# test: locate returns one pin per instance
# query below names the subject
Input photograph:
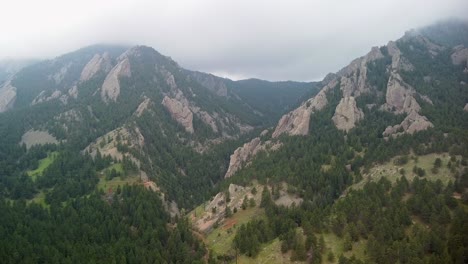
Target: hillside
(115, 154)
(345, 152)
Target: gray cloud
(274, 40)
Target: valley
(117, 154)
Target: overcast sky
(273, 40)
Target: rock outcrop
(96, 64)
(142, 106)
(73, 92)
(43, 98)
(111, 87)
(297, 121)
(7, 97)
(414, 122)
(347, 114)
(60, 74)
(354, 76)
(211, 82)
(180, 112)
(107, 144)
(399, 97)
(460, 55)
(242, 156)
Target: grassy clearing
(43, 164)
(270, 253)
(220, 239)
(105, 184)
(334, 244)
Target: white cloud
(301, 40)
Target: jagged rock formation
(43, 98)
(73, 92)
(111, 87)
(242, 156)
(96, 64)
(416, 36)
(460, 55)
(180, 112)
(214, 211)
(399, 97)
(60, 74)
(354, 76)
(414, 122)
(297, 121)
(37, 137)
(347, 114)
(142, 106)
(7, 97)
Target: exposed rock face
(60, 74)
(207, 119)
(242, 156)
(43, 98)
(398, 62)
(73, 92)
(460, 55)
(399, 97)
(96, 64)
(111, 87)
(297, 121)
(347, 114)
(37, 137)
(142, 106)
(354, 76)
(179, 111)
(414, 122)
(7, 97)
(416, 36)
(130, 137)
(213, 83)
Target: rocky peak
(412, 123)
(354, 76)
(180, 111)
(111, 87)
(7, 96)
(347, 114)
(460, 55)
(400, 96)
(211, 82)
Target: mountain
(8, 67)
(118, 154)
(374, 163)
(136, 104)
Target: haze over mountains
(173, 165)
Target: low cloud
(273, 40)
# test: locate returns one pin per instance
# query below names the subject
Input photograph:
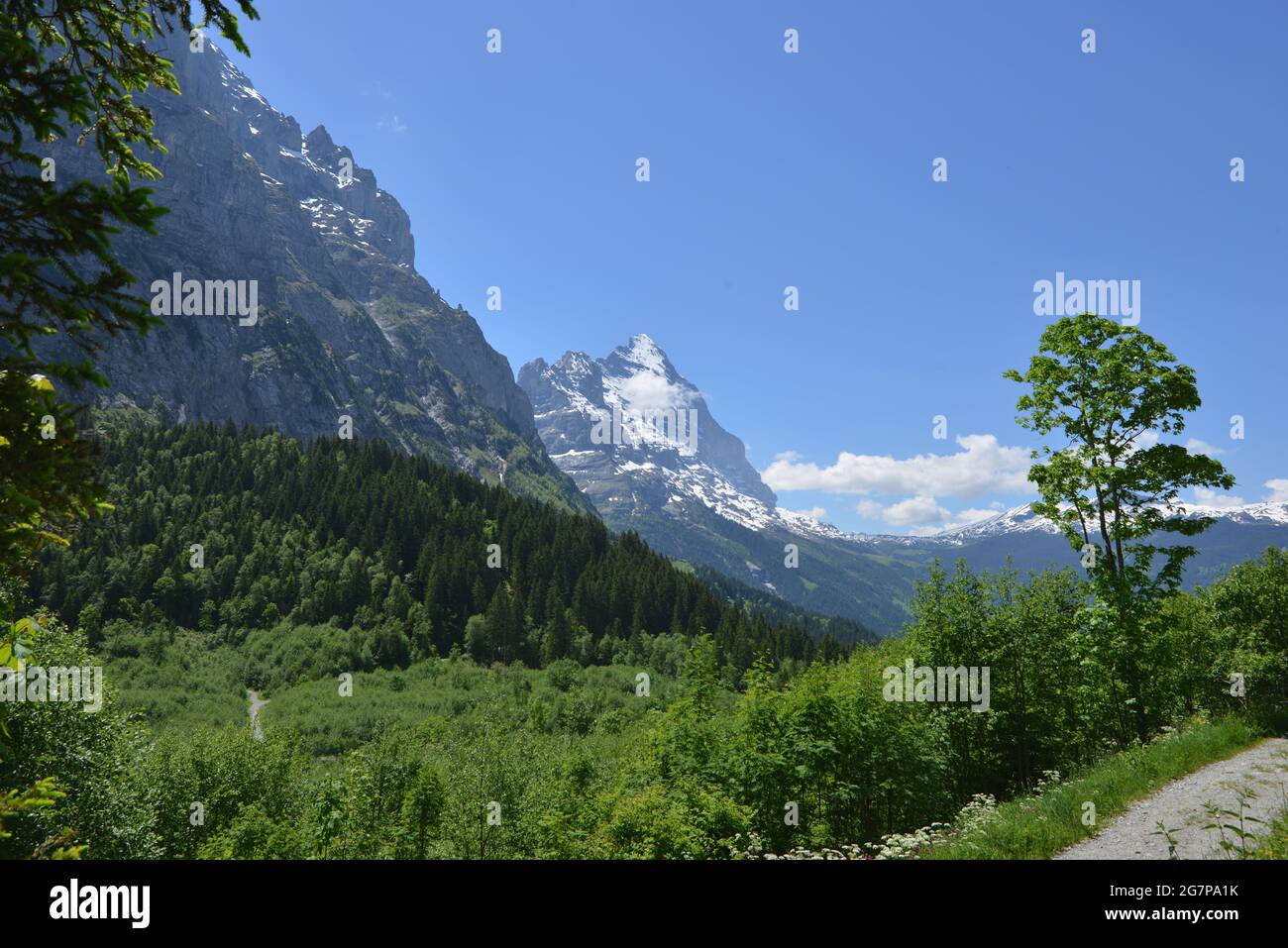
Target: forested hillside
(393, 558)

◆ ◆ ◆ ◆ ◆ ◆ ◆

The data above is to be printed exactly, all of it, except for the pictures.

# test: locate returns one pin per instance
# query below names the subject
Input photograph:
Target: hillside
(115, 154)
(345, 152)
Target: gray cloud
(274, 40)
Target: valley
(117, 154)
Target: overcast sky
(273, 40)
Target: rock outcrop
(96, 64)
(142, 106)
(73, 92)
(43, 98)
(111, 87)
(297, 121)
(7, 97)
(414, 122)
(347, 114)
(60, 74)
(354, 76)
(211, 82)
(180, 112)
(107, 144)
(399, 97)
(460, 55)
(242, 156)
Target: grassy clearing
(43, 164)
(270, 253)
(220, 239)
(105, 184)
(334, 244)
Target: white cloud
(301, 40)
Target: jagged rock formation
(43, 98)
(73, 92)
(111, 87)
(242, 156)
(96, 64)
(416, 36)
(460, 55)
(180, 112)
(214, 211)
(399, 97)
(60, 74)
(354, 76)
(414, 122)
(297, 121)
(37, 137)
(347, 114)
(142, 106)
(7, 97)
Target: exposed rock face
(60, 74)
(207, 119)
(242, 156)
(43, 98)
(398, 62)
(73, 92)
(460, 55)
(399, 97)
(96, 64)
(111, 87)
(297, 121)
(347, 114)
(37, 137)
(142, 106)
(354, 76)
(179, 111)
(414, 122)
(7, 97)
(416, 36)
(130, 137)
(213, 83)
Target: rocky peak
(412, 123)
(354, 76)
(180, 111)
(111, 87)
(7, 96)
(347, 114)
(460, 55)
(400, 96)
(211, 82)
Target: mountain
(8, 67)
(118, 154)
(374, 163)
(136, 104)
Target: haze over mountains
(173, 165)
Target: low cloud
(273, 40)
# test: locate returns one pin per instance
# query below names the subject
Input photograph:
Target: forested hillside
(393, 558)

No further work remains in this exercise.